_Aim of the exercise_: Identify each line in the entries below that contains the word "dirt" and copy those lines. Matching is case-sensitive.
____ Extracted material
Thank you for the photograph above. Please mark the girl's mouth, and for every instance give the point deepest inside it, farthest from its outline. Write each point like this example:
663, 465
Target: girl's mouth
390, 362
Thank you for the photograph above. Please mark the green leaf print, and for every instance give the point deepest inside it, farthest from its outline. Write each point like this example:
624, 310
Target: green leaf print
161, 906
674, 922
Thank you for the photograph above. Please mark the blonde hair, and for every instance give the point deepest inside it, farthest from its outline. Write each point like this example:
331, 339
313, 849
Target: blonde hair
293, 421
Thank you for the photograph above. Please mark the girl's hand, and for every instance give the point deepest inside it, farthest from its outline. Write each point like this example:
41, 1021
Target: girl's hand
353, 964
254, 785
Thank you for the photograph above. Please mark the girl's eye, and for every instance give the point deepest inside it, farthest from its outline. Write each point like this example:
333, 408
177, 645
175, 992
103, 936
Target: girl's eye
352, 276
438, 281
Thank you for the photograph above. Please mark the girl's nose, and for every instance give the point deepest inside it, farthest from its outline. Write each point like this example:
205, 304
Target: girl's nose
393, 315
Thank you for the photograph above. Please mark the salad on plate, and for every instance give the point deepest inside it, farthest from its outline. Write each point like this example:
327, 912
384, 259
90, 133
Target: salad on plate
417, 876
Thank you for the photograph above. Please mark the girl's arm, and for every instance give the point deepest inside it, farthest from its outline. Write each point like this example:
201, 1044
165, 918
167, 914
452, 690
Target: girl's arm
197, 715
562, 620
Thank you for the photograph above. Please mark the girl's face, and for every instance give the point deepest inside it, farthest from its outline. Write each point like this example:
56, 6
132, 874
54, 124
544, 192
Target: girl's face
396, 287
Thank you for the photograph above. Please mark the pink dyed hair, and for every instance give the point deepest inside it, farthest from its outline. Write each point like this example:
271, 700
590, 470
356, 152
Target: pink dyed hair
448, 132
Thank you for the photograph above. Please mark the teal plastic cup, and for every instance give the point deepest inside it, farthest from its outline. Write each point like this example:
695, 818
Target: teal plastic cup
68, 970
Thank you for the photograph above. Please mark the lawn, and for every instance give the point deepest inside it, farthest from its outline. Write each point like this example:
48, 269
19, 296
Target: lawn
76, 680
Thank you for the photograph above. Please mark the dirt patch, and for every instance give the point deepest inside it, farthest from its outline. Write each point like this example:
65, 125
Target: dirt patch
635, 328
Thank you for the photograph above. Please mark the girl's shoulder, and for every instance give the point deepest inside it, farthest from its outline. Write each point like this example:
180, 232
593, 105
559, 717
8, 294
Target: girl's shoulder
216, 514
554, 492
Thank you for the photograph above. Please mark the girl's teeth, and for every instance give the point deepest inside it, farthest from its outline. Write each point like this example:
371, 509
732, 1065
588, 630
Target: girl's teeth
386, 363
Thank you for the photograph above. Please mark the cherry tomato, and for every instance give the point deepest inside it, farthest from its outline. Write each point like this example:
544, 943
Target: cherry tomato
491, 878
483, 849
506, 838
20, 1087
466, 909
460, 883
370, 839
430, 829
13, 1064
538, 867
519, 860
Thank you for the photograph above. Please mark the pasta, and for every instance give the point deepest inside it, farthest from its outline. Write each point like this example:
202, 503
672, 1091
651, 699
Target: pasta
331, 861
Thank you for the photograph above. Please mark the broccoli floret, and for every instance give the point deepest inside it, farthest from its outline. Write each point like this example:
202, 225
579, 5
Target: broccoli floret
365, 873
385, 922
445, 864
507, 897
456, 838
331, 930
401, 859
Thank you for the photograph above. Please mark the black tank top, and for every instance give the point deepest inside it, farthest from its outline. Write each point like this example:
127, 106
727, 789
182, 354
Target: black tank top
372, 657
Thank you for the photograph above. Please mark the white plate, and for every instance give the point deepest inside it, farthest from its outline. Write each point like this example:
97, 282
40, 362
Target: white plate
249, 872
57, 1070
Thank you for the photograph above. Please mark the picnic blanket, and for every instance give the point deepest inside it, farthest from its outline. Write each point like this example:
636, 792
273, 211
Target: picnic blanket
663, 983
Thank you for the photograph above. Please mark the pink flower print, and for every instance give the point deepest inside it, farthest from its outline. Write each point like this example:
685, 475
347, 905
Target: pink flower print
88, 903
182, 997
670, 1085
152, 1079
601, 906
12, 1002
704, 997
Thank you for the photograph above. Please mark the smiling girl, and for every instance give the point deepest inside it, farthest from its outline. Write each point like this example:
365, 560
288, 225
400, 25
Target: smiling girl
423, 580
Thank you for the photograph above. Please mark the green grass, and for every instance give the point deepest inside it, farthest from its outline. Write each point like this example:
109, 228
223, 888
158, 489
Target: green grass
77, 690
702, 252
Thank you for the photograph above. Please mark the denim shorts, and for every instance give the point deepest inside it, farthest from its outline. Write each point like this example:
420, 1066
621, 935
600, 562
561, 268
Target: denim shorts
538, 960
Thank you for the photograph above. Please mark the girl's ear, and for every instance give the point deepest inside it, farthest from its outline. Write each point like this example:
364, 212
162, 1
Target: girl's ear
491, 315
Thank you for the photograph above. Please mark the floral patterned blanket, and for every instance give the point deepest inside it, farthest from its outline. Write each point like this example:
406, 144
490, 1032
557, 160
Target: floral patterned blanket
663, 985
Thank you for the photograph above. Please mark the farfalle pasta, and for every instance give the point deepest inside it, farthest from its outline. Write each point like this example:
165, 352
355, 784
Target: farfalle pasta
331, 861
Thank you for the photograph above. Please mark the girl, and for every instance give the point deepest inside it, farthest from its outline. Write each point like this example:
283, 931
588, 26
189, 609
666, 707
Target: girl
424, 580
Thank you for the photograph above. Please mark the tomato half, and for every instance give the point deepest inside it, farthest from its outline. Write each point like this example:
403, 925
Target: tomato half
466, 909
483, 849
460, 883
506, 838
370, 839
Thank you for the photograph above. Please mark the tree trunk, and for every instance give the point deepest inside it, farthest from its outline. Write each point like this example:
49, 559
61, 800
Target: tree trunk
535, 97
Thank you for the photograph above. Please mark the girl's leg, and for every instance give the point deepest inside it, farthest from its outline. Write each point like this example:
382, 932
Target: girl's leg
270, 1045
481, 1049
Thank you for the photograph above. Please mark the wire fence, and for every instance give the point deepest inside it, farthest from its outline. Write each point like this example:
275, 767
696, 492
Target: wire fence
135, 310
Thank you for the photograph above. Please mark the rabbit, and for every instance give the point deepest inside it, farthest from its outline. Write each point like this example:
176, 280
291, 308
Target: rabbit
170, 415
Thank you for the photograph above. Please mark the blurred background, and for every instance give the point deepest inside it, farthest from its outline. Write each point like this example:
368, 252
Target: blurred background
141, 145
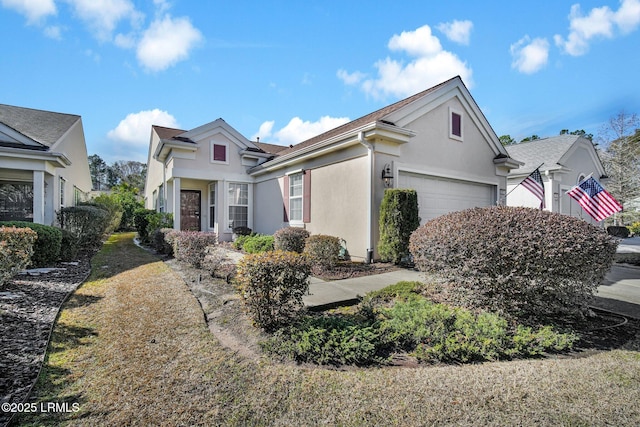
________
_Output of the task_:
Thank you for the photograph above. Please mark the dirt patch, and for every instance give the point deepest inside it, farthest from its outline. Write each point like this example:
Target: dirt patch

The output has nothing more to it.